Assigned task:
Every line below between the one holding "Sample: [(220, 56)]" and the one holding "Sample: [(685, 524)]", inclusive, should be copied exactly, and no other line.

========================

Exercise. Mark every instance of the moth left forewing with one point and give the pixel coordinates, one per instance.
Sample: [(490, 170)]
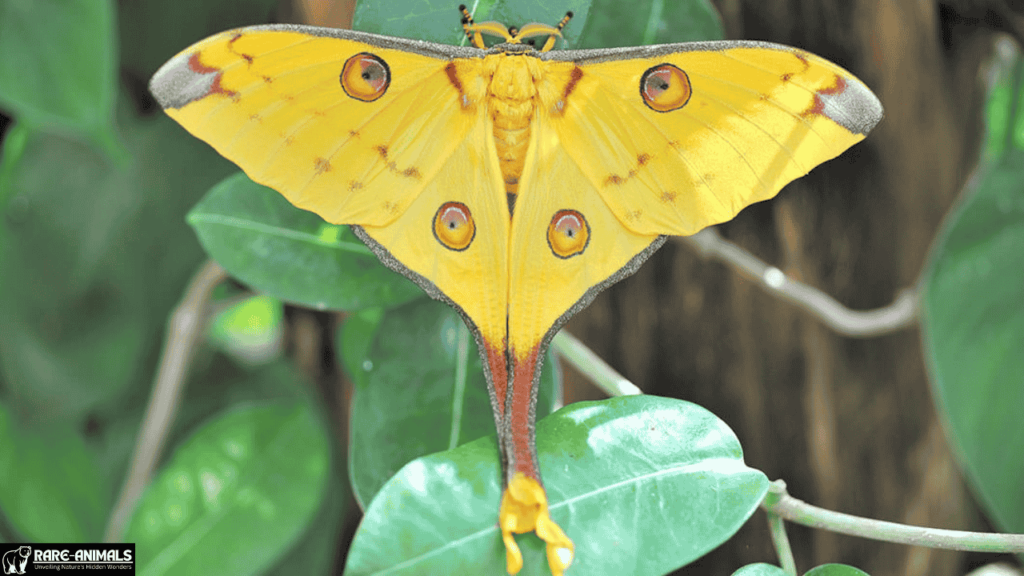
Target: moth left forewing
[(566, 245), (273, 100), (755, 117)]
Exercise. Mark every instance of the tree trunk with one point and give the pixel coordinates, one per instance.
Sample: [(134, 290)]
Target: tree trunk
[(848, 423)]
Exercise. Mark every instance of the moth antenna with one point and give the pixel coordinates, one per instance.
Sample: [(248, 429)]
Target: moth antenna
[(565, 19), (467, 18)]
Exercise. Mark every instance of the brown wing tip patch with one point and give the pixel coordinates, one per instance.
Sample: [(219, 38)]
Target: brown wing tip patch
[(185, 79), (574, 77), (848, 103)]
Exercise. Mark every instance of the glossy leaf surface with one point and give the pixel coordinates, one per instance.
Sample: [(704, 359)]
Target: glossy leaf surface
[(643, 484), (274, 247), (973, 321), (236, 495)]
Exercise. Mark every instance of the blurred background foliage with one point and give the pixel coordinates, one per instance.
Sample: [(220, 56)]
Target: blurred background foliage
[(108, 208)]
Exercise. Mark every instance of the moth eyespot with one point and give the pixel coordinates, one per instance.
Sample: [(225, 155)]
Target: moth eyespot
[(366, 77), (665, 87), (454, 227), (568, 234)]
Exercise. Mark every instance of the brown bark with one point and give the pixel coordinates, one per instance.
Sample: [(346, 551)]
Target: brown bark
[(848, 423)]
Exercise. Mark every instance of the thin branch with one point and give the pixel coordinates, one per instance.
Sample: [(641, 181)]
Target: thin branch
[(591, 365), (183, 332), (779, 502), (776, 527), (901, 314)]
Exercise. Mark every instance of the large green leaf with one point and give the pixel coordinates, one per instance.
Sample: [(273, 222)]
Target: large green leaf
[(424, 393), (90, 260), (236, 496), (50, 487), (57, 65), (835, 570), (439, 21), (973, 320), (760, 569), (316, 549), (261, 239), (643, 485)]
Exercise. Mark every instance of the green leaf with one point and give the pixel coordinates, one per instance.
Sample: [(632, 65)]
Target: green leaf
[(760, 569), (292, 254), (424, 393), (251, 330), (650, 22), (643, 485), (315, 550), (973, 326), (355, 338), (57, 65), (236, 496), (440, 22), (157, 31), (50, 487), (835, 570), (90, 261)]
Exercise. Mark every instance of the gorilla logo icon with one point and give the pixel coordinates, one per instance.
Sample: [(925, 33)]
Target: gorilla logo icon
[(15, 561)]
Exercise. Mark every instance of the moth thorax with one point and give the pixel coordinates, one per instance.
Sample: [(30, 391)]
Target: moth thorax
[(511, 142)]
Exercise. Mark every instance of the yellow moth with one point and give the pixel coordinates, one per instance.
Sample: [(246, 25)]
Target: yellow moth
[(513, 182)]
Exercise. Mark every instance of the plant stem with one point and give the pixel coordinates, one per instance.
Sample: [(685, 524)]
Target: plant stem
[(858, 324), (779, 502), (591, 365), (776, 527), (183, 333)]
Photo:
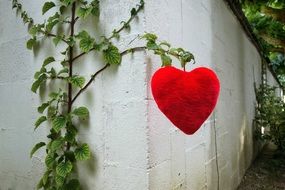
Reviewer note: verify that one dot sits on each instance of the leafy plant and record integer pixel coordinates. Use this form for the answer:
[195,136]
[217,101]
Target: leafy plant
[63,150]
[270,116]
[267,20]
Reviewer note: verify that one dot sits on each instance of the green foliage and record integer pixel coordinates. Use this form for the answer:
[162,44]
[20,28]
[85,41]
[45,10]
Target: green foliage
[268,23]
[58,123]
[63,148]
[112,55]
[82,152]
[77,81]
[270,116]
[37,147]
[165,51]
[81,112]
[40,121]
[47,6]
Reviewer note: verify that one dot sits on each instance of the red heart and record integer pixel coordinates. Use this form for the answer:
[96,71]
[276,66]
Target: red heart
[186,98]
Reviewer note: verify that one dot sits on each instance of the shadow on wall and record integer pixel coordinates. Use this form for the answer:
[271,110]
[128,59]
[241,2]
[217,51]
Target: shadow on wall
[234,60]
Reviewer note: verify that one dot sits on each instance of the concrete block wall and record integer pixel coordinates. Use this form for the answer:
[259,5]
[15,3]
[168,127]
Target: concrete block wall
[134,146]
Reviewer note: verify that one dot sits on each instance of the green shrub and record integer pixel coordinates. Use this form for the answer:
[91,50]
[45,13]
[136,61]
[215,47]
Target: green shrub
[270,116]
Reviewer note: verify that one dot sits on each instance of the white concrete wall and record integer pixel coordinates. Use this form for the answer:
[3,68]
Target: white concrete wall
[134,146]
[209,30]
[117,130]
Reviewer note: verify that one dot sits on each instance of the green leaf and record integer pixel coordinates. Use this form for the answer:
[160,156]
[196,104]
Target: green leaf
[95,8]
[37,147]
[42,108]
[64,168]
[81,112]
[166,60]
[70,134]
[38,83]
[45,177]
[77,81]
[58,123]
[83,12]
[40,121]
[31,43]
[40,184]
[72,185]
[82,152]
[64,70]
[150,37]
[56,144]
[57,39]
[51,112]
[33,30]
[47,6]
[50,25]
[59,180]
[49,160]
[151,45]
[86,42]
[48,61]
[112,55]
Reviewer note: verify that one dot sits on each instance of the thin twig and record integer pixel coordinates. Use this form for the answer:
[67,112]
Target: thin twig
[71,57]
[131,50]
[216,153]
[126,23]
[51,35]
[89,82]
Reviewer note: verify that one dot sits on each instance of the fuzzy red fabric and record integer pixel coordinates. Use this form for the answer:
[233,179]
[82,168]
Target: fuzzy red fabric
[186,98]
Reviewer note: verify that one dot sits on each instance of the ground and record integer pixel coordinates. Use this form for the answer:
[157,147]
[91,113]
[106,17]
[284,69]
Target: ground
[266,173]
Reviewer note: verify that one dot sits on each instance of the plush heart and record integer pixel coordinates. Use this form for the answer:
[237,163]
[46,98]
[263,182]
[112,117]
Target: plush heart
[186,98]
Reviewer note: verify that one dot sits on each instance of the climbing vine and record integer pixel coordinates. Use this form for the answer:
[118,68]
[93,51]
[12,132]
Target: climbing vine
[270,115]
[267,20]
[63,149]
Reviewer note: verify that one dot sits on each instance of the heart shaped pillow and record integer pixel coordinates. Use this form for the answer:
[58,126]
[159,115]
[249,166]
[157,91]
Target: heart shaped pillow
[186,98]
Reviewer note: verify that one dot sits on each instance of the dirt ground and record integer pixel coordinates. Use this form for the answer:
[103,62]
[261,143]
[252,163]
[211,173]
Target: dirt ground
[266,173]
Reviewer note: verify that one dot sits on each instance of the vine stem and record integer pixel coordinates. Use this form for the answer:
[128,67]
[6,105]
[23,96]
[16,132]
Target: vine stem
[71,56]
[130,50]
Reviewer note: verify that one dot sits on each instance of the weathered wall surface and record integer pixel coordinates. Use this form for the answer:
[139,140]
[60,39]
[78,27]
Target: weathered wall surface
[117,130]
[134,146]
[209,30]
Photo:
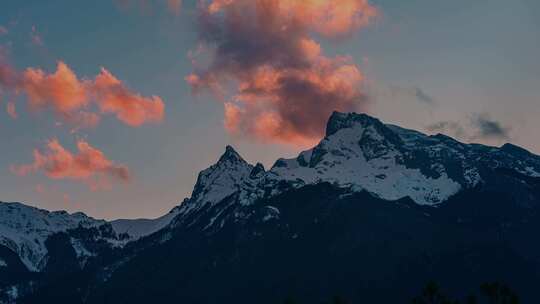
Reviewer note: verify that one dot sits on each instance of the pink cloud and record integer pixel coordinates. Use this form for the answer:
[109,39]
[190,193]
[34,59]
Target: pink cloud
[11,110]
[73,99]
[88,165]
[273,77]
[35,37]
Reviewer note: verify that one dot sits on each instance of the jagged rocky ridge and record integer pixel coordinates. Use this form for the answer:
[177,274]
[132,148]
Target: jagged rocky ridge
[360,153]
[359,157]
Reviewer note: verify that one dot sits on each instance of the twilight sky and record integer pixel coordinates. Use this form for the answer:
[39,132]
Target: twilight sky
[112,107]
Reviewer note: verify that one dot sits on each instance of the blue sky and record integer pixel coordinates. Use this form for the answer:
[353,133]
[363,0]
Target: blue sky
[470,57]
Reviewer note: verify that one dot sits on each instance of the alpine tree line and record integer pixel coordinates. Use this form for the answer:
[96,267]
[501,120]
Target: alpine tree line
[489,293]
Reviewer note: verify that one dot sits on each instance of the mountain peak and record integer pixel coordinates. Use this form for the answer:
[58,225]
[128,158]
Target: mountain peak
[230,155]
[339,120]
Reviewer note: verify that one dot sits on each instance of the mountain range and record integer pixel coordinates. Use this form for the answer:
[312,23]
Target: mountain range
[371,213]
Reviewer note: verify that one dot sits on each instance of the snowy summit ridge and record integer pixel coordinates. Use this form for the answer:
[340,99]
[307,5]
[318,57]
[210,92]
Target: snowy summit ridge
[361,153]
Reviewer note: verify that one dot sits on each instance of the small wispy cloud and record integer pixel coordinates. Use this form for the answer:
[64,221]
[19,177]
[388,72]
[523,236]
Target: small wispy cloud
[489,128]
[481,126]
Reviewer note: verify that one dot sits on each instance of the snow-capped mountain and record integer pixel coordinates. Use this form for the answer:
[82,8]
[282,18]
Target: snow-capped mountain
[371,201]
[25,230]
[360,153]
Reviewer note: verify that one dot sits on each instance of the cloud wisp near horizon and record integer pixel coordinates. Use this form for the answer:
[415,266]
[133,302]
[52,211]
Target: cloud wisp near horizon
[89,165]
[159,87]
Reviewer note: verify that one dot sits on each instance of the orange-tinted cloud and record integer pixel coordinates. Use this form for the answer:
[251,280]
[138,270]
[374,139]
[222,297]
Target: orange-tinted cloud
[89,165]
[285,88]
[35,37]
[133,109]
[62,90]
[11,110]
[74,99]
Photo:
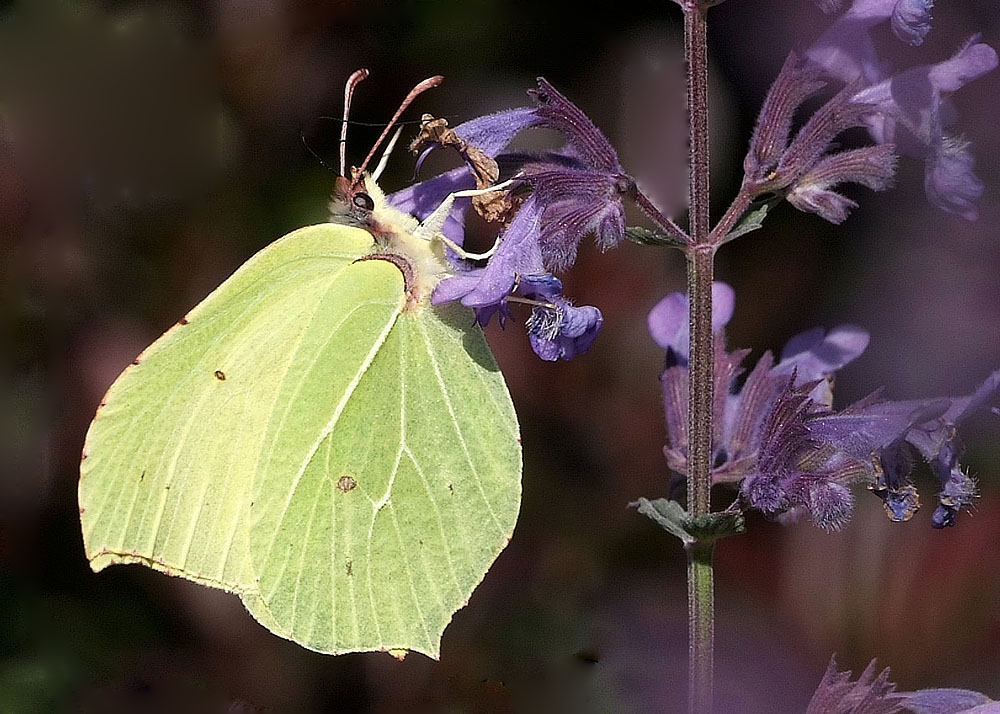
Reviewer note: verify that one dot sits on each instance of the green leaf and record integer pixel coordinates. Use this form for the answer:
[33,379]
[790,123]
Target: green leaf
[713,526]
[752,220]
[672,517]
[637,234]
[669,515]
[347,463]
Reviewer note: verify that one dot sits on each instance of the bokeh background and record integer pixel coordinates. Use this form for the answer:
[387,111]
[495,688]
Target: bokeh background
[148,148]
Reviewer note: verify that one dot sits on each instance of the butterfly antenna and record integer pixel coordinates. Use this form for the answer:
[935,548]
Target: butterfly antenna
[385,155]
[352,82]
[302,135]
[428,83]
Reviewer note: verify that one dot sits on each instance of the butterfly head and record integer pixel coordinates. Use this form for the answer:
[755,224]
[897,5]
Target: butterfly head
[351,203]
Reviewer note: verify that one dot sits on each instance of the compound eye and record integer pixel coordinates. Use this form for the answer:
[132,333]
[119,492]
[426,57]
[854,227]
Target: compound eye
[363,200]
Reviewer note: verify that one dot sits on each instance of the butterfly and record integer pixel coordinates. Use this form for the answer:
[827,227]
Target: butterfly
[315,436]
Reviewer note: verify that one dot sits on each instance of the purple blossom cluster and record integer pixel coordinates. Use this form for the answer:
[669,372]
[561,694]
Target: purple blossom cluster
[781,443]
[564,196]
[907,112]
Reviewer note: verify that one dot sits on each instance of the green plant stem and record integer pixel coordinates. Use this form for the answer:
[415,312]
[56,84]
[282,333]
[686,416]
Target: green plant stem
[701,256]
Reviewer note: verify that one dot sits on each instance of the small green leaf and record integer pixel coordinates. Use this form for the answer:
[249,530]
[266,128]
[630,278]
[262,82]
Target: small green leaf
[672,517]
[645,236]
[347,464]
[668,514]
[752,220]
[713,526]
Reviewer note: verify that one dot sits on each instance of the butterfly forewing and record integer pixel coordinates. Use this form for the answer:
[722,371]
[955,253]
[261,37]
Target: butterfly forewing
[170,456]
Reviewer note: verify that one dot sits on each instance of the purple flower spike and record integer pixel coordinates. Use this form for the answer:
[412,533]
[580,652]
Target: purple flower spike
[421,199]
[589,144]
[911,20]
[802,169]
[668,320]
[779,441]
[908,110]
[946,701]
[518,254]
[795,83]
[562,331]
[491,133]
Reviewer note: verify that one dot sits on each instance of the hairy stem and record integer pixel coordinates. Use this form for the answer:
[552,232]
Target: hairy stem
[701,258]
[738,207]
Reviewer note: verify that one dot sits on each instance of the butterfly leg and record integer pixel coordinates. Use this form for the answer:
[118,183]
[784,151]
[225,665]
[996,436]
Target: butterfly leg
[462,253]
[432,225]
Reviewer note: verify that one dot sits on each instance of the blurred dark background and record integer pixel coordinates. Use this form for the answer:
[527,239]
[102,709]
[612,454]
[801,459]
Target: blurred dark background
[147,149]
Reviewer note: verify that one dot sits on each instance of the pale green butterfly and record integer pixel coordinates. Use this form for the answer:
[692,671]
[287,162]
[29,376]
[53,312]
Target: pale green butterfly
[316,437]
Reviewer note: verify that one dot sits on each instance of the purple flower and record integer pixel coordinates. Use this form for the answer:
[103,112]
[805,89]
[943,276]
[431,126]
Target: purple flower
[909,112]
[803,169]
[779,440]
[668,320]
[949,701]
[871,693]
[574,192]
[908,109]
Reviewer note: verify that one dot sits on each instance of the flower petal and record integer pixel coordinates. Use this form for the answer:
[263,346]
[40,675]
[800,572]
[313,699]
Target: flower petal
[668,320]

========================

Solution for this problem:
Sample: [(220, 56)]
Target: blurred background foliage
[(108, 208)]
Exercise. Mark every instance of the moth eyespot with one point and give the pixel coordinates, one per instance.
Sample: [(225, 155)]
Target: moth eyespot
[(366, 77), (665, 87), (454, 227), (568, 234)]
Exercise. Mark every instance of the brown bark with one point and give the pixel coordinates, one per instance.
Sample: [(346, 551)]
Target: brown bark
[(848, 423)]
Exercise. Mark every instance of the thin branch with one point and give the pixel coordinates, one per instance.
Sample: [(641, 181)]
Target: thin branch
[(591, 365), (183, 332), (779, 502), (776, 527), (901, 314)]
Exercise. Mark every instance of the large green leaf with one point and give the pixel coordinates, one per instance.
Sample: [(273, 222)]
Target: large green leaf
[(424, 393), (90, 260), (236, 496), (50, 487), (57, 65), (835, 570), (439, 21), (973, 320), (760, 569), (316, 549), (261, 239), (643, 485)]
Exercise. Mark every instance of the green leaf with one point and give the pixel coordinates, one per instance.
Sample: [(632, 65)]
Target: green leaf
[(760, 569), (292, 254), (424, 393), (251, 330), (650, 22), (643, 485), (315, 550), (973, 326), (355, 338), (57, 65), (236, 496), (440, 22), (157, 31), (50, 487), (835, 570), (90, 261)]
Exercise. Mark every instance of the gorilla logo icon with one point and give the pixel coordinates, one per instance.
Sample: [(925, 33)]
Target: gorilla logo icon
[(15, 561)]
Exercise. Mark every instance of the moth thorax with one point and give the pixel coordinates, one per instance.
Sample: [(30, 391)]
Target: moth thorax
[(511, 142)]
Exercise. Mark every instance of the yellow moth with one point and give the pixel coordinates, one per instance.
Sample: [(246, 25)]
Target: yellow moth
[(513, 182)]
Exercise. Mark every instance of the plant stem with one point and give the pixel coordinates, one per instance.
Sample: [(685, 524)]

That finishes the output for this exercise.